What is needed — Collect every line of the data below that contains the word "fence" and list those lines.

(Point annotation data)
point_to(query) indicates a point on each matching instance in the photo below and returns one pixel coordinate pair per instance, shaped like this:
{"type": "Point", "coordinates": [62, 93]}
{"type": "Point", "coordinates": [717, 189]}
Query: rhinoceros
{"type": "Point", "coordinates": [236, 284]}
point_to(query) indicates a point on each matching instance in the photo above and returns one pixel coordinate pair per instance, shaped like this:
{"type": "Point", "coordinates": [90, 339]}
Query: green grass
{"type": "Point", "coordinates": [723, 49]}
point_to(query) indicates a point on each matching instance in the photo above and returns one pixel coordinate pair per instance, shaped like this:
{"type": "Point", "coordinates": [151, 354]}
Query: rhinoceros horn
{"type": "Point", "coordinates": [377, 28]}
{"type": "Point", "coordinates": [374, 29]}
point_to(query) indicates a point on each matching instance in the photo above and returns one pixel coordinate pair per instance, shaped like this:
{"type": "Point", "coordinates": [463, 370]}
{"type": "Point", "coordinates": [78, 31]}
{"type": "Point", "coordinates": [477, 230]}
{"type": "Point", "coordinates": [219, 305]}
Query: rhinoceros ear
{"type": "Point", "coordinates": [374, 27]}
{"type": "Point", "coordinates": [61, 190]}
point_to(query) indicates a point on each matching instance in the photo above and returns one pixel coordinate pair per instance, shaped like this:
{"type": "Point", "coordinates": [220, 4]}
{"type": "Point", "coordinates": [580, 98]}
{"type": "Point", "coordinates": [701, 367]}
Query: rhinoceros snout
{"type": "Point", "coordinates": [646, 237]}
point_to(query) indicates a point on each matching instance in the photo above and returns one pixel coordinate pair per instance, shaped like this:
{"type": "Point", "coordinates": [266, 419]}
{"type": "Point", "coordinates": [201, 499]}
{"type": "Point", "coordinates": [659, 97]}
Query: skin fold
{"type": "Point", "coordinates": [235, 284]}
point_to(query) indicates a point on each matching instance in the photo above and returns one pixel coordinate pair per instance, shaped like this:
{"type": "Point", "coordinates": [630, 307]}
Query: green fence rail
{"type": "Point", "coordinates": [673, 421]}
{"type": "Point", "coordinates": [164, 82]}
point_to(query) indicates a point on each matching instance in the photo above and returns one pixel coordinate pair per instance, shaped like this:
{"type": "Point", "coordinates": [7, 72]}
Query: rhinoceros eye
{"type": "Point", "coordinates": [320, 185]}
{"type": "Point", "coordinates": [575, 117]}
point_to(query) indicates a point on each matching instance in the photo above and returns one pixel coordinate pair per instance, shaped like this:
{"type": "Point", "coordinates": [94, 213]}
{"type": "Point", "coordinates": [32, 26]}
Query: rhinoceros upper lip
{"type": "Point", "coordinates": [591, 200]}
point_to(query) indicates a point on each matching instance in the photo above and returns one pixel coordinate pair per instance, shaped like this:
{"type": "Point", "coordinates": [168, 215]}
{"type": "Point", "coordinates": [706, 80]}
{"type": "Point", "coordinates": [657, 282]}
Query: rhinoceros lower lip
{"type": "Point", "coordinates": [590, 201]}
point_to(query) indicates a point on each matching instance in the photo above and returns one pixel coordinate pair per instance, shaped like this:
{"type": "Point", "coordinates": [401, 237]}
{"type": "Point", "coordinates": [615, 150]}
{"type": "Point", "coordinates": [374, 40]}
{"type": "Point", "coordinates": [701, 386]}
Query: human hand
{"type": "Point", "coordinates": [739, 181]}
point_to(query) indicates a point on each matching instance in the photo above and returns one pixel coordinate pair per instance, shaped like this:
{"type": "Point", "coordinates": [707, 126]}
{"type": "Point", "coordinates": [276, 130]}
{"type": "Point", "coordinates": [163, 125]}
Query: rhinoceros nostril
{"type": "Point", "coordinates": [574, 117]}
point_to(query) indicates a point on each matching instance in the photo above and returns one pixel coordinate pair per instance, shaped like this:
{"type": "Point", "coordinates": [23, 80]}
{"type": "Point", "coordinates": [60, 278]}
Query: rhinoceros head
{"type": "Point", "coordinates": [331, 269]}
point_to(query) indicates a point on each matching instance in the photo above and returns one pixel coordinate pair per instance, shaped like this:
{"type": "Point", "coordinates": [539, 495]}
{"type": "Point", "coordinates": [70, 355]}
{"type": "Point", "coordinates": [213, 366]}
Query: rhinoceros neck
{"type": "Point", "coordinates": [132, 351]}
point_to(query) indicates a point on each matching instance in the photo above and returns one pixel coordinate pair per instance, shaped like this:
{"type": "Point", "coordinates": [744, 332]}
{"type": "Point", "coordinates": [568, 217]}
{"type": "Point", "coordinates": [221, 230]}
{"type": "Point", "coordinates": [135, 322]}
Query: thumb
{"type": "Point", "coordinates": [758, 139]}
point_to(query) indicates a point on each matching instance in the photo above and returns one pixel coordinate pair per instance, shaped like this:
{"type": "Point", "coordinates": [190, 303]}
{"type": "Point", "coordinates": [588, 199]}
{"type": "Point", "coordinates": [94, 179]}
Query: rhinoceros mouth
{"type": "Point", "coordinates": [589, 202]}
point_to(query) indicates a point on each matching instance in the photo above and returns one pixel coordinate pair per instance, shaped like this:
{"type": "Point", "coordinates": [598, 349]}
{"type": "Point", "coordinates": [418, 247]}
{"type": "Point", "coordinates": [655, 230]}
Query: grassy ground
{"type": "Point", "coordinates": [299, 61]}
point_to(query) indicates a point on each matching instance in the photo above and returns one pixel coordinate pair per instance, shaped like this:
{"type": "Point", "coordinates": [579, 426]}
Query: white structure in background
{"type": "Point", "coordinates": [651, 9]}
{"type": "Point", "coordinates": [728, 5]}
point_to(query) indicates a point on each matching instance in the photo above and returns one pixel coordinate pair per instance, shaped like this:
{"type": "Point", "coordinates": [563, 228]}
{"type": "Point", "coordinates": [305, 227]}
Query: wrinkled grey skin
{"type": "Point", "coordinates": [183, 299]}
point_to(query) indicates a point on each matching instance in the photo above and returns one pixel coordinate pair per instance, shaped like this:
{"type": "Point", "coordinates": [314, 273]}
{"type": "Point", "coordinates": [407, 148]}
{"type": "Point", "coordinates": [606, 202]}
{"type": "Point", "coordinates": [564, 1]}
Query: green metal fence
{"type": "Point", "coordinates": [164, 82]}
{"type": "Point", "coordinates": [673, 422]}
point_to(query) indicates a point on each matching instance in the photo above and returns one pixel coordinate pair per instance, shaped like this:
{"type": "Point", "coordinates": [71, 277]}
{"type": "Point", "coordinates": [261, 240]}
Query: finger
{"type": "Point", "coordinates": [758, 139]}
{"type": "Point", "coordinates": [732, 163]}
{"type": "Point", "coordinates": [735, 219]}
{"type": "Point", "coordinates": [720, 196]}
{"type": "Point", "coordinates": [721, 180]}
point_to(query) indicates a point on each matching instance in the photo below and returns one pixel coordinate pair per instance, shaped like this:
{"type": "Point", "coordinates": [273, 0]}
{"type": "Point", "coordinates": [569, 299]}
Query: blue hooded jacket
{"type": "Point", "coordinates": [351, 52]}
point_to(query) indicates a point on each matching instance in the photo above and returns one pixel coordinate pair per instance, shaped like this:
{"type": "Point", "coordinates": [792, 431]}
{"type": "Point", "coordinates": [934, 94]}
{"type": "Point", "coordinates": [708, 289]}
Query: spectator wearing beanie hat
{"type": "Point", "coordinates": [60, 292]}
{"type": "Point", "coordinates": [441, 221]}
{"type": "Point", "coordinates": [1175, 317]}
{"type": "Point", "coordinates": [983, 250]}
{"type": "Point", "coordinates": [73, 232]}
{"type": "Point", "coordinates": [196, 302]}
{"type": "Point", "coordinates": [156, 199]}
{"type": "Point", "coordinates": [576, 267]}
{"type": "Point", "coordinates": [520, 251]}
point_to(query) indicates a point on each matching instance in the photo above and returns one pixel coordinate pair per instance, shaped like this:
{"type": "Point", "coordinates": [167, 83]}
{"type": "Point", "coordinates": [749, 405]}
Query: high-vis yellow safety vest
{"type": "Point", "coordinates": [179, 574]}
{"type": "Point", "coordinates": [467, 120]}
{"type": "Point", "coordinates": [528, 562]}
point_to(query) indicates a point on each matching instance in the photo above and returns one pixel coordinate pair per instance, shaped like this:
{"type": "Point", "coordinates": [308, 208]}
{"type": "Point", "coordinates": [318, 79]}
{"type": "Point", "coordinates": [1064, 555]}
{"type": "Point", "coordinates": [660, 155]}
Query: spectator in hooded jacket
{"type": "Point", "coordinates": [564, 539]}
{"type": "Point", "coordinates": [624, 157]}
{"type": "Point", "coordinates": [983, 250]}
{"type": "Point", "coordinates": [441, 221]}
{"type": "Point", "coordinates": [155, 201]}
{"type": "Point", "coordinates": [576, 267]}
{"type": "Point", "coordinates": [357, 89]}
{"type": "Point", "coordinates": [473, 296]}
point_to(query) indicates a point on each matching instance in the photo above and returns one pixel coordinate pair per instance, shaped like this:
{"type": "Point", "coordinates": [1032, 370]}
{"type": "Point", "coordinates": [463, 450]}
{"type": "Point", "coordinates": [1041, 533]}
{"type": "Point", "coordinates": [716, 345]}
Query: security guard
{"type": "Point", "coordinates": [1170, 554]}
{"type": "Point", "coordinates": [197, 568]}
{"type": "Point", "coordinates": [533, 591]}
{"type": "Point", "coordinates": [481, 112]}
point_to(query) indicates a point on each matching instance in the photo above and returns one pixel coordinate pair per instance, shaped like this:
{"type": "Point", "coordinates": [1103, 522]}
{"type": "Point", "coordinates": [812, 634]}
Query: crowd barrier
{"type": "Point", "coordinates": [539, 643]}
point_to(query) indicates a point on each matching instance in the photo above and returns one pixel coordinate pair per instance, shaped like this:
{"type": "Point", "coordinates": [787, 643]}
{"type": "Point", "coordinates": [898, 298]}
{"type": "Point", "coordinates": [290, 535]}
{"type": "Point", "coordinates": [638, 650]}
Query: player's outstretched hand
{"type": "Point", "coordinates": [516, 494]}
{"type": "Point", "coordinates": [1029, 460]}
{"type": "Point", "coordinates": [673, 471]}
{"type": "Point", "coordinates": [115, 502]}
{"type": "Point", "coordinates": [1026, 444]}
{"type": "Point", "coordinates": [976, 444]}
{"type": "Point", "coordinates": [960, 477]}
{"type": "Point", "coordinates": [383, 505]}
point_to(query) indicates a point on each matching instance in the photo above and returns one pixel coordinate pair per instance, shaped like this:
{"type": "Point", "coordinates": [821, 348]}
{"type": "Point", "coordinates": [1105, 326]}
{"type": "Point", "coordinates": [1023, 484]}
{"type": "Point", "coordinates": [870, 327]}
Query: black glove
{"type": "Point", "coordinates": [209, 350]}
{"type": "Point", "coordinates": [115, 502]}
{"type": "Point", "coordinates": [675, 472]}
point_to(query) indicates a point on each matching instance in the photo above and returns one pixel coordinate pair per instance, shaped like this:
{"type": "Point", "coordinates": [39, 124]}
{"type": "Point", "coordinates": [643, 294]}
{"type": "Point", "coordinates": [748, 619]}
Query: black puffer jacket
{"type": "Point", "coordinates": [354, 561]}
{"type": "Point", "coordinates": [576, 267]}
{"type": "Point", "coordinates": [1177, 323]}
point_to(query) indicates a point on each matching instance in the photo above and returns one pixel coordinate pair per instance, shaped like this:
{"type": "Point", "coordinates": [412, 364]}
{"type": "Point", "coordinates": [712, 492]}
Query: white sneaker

Expected answer —
Query: green fence rail
Query: green metal fence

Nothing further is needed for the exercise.